30/4/1917 Bloody April: the red skies above Arras

The failure of Nivelle’s offensive in the Chemin des Dames and the unrest emerging in the French army has put the spotlight back on the British. Haig‘s men are continuing their offensive at Arras, now the main Allied effort on the Western Front, for all that it was originally meant to be just a diversion for the French. British troops (and their allies from Canada, Australia and other Commonwealth countries) continue to struggle with the enemy, but there is no repeat of the spectacular successes of the first day.

The British have deployed a large number of aircraft to the Arras battle. Aerial observation is vital for ensuring accurate artillery targeting of German positions. To disrupt the British observers, the Germans have deployed a large number of their own fighters to the battle, including star pilots like Richthofen, the Red Baron. German aircraft still outclass the aeroplanes of their enemies, so the result is a one-sided battle.

Over the last month the British have lost 275 aircraft in the battle. 50% of their air crews have been casualties. Richthofen’s squadron shoots down some 89 of the Allied aircraft, with the Red Baron alone bringing down some 21 aircraft. The life expectancy of a newly deployed British airman drops to just 11 days.

German losses are not inconsiderable, with some 66 of their aircraft brought down. And despite German successes, the sheer number of British aeroplanes deployed to Arras means that they continue to be able to supply the artillery with accurate information on German ground deployments.

------------------------------------------------------------

### [GOAL]
Copy out the Bloody April passage on the air war above Arras word for word, from its title line to its last sentence.

Image entries for named regions:
------------------------------------------------------------

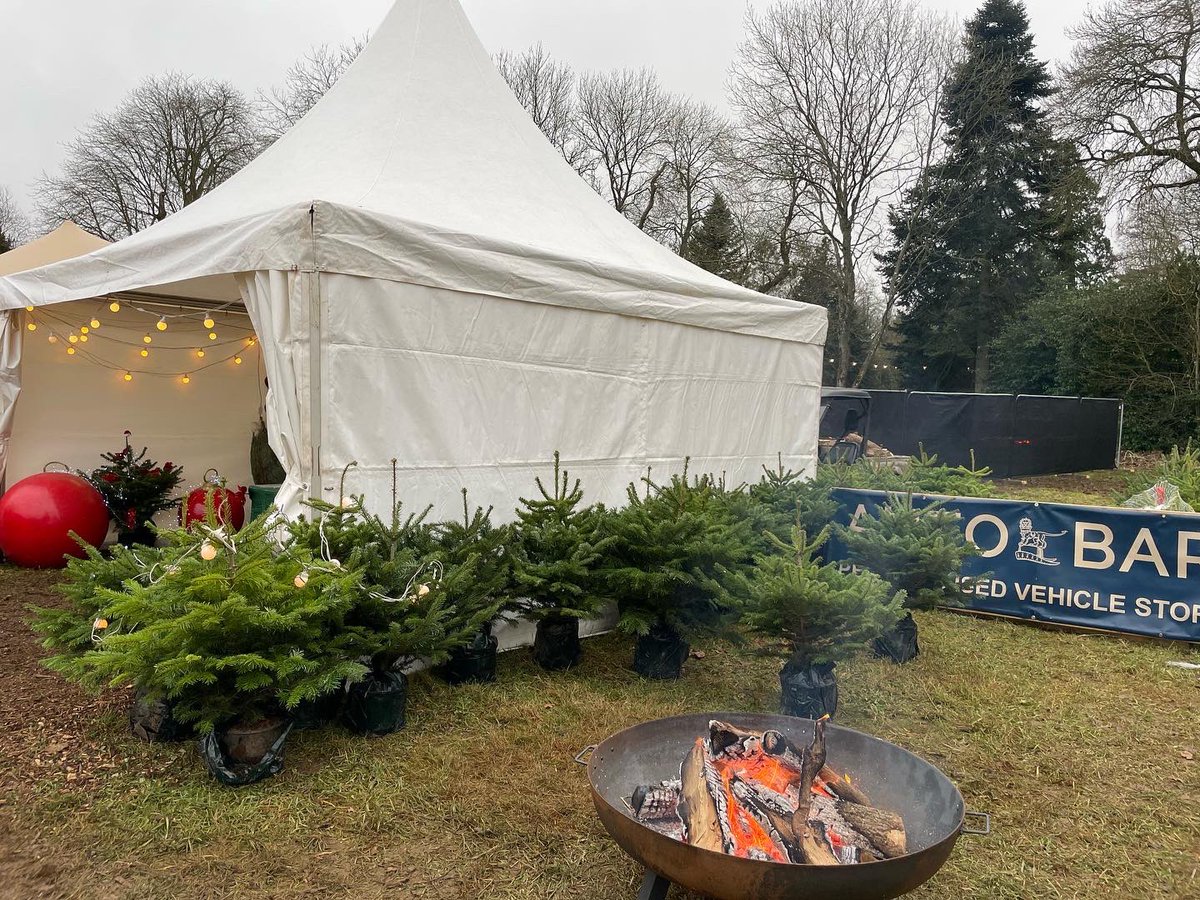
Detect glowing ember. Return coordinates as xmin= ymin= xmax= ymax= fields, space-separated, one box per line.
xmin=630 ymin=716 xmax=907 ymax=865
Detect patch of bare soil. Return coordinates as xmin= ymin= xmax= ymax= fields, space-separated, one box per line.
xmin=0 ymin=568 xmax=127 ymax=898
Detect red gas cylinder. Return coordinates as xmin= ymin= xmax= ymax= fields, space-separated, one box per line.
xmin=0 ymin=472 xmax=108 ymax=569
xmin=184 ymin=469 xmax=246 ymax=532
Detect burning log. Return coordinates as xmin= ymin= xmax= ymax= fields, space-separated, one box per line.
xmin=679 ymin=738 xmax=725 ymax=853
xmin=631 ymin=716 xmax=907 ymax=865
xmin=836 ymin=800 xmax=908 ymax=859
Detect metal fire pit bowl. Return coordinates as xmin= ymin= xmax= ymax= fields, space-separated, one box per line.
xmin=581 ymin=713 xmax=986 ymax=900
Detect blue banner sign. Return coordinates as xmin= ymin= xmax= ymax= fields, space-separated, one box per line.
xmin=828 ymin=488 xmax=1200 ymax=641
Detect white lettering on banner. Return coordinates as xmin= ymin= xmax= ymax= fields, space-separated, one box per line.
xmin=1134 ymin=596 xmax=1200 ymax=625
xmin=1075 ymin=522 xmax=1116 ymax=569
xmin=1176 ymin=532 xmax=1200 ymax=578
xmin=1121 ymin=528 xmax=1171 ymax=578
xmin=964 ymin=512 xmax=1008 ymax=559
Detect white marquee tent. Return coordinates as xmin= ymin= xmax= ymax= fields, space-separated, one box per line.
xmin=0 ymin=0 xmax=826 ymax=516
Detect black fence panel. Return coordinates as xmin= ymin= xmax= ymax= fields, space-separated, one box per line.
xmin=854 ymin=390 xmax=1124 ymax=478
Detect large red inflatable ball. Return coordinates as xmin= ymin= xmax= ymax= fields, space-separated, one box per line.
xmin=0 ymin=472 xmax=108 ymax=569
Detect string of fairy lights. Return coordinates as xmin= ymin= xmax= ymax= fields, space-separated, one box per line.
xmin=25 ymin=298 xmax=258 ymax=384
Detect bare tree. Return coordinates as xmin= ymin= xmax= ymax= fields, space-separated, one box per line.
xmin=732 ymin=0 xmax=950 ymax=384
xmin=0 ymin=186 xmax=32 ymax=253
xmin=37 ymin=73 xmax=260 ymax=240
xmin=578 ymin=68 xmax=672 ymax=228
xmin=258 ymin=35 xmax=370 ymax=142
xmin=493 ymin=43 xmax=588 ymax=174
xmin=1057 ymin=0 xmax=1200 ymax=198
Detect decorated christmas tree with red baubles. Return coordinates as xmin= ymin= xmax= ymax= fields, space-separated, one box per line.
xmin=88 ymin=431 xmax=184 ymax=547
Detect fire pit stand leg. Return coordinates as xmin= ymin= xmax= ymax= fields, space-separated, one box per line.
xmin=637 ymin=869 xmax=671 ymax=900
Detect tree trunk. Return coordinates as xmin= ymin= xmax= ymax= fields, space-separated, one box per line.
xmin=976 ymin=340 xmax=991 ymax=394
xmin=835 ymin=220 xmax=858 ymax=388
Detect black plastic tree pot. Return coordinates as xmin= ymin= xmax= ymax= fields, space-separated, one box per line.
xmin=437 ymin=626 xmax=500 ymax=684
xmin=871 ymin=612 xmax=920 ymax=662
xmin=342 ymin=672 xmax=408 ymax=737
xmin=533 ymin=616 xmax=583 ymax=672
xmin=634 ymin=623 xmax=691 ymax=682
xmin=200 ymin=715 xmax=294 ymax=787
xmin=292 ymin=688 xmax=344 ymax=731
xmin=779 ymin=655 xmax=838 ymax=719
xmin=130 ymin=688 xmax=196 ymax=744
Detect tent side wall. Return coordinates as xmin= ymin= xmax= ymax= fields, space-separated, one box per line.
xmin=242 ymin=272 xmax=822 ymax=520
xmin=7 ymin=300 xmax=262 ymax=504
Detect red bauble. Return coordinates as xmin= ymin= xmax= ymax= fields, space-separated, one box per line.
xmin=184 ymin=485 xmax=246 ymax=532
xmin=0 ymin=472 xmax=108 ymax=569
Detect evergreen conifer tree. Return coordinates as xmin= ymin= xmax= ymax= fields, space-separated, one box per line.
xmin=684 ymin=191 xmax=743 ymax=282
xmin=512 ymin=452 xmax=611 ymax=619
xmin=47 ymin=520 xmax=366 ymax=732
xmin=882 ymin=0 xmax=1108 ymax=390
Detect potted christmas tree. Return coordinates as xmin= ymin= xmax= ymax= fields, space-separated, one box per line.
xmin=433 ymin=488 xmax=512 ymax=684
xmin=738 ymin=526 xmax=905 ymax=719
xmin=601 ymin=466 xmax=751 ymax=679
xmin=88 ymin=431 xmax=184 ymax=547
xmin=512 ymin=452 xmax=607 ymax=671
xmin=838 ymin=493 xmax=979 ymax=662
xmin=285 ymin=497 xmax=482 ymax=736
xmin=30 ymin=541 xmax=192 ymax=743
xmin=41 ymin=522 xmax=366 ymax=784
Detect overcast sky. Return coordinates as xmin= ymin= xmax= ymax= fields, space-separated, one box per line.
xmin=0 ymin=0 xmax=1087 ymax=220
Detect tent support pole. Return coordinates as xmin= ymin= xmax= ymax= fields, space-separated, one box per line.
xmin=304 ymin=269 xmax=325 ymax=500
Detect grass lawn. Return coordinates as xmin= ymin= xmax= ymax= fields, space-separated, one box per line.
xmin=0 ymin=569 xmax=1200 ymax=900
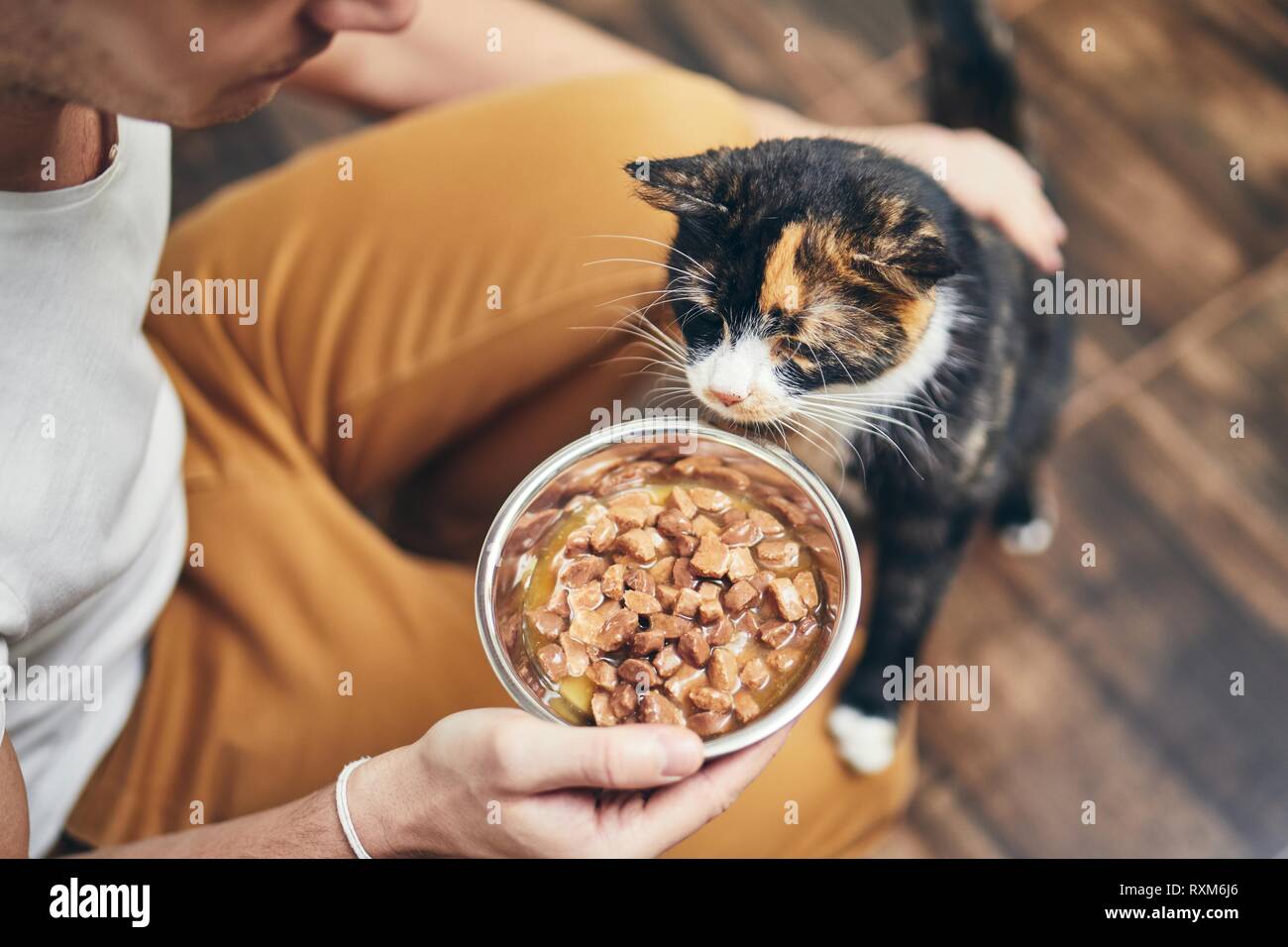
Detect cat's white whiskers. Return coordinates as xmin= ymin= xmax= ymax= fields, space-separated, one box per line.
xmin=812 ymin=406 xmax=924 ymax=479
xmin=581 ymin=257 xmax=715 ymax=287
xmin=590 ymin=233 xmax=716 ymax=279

------------------------------------------------------------

### [TASK SOLUTION]
30/4/1917 Bloody April: the red skies above Arras

The failure of Nivelle’s offensive in the Chemin des Dames and the unrest emerging in the French army has put the spotlight back on the British. Haig‘s men are continuing their offensive at Arras, now the main Allied effort on the Western Front, for all that it was originally meant to be just a diversion for the French. British troops (and their allies from Canada, Australia and other Commonwealth countries) continue to struggle with the enemy, but there is no repeat of the spectacular successes of the first day.

The British have deployed a large number of aircraft to the Arras battle. Aerial observation is vital for ensuring accurate artillery targeting of German positions. To disrupt the British observers, the Germans have deployed a large number of their own fighters to the battle, including star pilots like Richthofen, the Red Baron. German aircraft still outclass the aeroplanes of their enemies, so the result is a one-sided battle.

Over the last month the British have lost 275 aircraft in the battle. 50% of their air crews have been casualties. Richthofen’s squadron shoots down some 89 of the Allied aircraft, with the Red Baron alone bringing down some 21 aircraft. The life expectancy of a newly deployed British airman drops to just 11 days.

German losses are not inconsiderable, with some 66 of their aircraft brought down. And despite German successes, the sheer number of British aeroplanes deployed to Arras means that they continue to be able to supply the artillery with accurate information on German ground deployments.